• Brano da leggere:
L’argomento veniva trattato, in sede
di audizione da Marco Cavallo, capitano
del NOE di Roma, il quale
precisava che “il 4 novembre 2016 il comitato di quartiere Castagnetta-Cinque
Poderi – così si chiama – che ha una carta intestata, deposita al comune di
Pomezia, facendolo protocollare, un esposto diretto alla cortese attenzione del
sindaco del comune di Pomezia e al comandante della polizia locale di Pomezia.
A questo esposto allega anche delle fotografie. Il 22 dicembre la polizia
locale manda una nota diretta al NOE Carabinieri e all'ASL locale, chiedendo di
fare un sopralluogo congiunto e rimettendo un contatto telefonico all'interno
della stessa missiva per quanto riguardava tale sopralluogo congiunto: che cosa
chiedeva l'esponente a nome del comitato di quartiere? È molto semplice. Le
fotografie dicevano che c'erano questi rifiuti e che gli interessati temevano
la potenzialità di un incidente. Noi abbiamo dato disponibilità e abbiamo
contattato. Il 21 febbraio siamo andati a Pomezia (una squadra del NOE è andata
a Pomezia)”.

• Compiti da svolgere:
A: Secondo il brano sull'esposto di Pomezia, in che giorno la polizia locale manda la nota al NOE Carabinieri e all'ASL locale?
B: Indica se ciascuna affermazione concorda con il brano sull'esposto di Pomezia, rispondendo sì o no e citando le parole del testo che lo decidono: (i) l'esposto viene depositato al comune di Pomezia il 4 novembre 2016; (ii) all'esposto non sono allegate fotografie; (iii) il 21 febbraio una squadra del NOE va a Pomezia.
C: Riassumi in due frasi il brano sull'esposto di Pomezia.
I record non servono per svolgere i compiti.

• Elenco dei record:
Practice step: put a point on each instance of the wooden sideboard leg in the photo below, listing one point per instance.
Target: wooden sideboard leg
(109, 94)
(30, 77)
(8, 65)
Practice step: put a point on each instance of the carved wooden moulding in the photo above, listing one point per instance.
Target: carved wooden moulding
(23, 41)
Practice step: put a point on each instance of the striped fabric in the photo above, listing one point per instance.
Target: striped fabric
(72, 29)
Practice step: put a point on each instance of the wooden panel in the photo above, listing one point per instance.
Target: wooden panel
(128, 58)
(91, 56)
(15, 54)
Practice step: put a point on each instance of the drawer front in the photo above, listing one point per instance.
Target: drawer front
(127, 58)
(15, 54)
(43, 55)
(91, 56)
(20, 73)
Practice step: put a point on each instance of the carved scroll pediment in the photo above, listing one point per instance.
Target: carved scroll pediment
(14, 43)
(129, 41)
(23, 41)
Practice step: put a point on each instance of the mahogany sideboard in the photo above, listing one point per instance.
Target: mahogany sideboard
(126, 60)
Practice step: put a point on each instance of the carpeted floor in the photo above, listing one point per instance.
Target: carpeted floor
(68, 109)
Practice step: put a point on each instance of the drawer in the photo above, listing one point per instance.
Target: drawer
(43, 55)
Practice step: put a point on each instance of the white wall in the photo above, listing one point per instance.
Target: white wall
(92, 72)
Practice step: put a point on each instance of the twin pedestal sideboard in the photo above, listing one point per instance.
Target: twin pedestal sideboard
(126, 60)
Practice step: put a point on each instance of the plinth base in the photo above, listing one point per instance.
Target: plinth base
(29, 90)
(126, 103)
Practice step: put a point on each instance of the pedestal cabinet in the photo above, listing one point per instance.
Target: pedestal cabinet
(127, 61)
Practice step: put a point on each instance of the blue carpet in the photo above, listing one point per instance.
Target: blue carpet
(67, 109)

• Risultati per compito:
A: Il 22 dicembre.

B:
(i) Sì: "il 4 novembre 2016 il comitato di quartiere Castagnetta-Cinque Poderi".
(ii) No: "A questo esposto allega anche delle fotografie."
(iii) Sì: "Il 21 febbraio siamo andati a Pomezia".

C: In audizione Marco Cavallo, capitano del NOE di Roma, riferisce che il 4 novembre 2016 il comitato di quartiere Castagnetta-Cinque Poderi depositò al comune di Pomezia un esposto con fotografie di rifiuti, temendo un possibile incidente. Il 22 dicembre la polizia locale chiese al NOE Carabinieri e all'ASL locale un sopralluogo congiunto, e il 21 febbraio una squadra del NOE andò a Pomezia.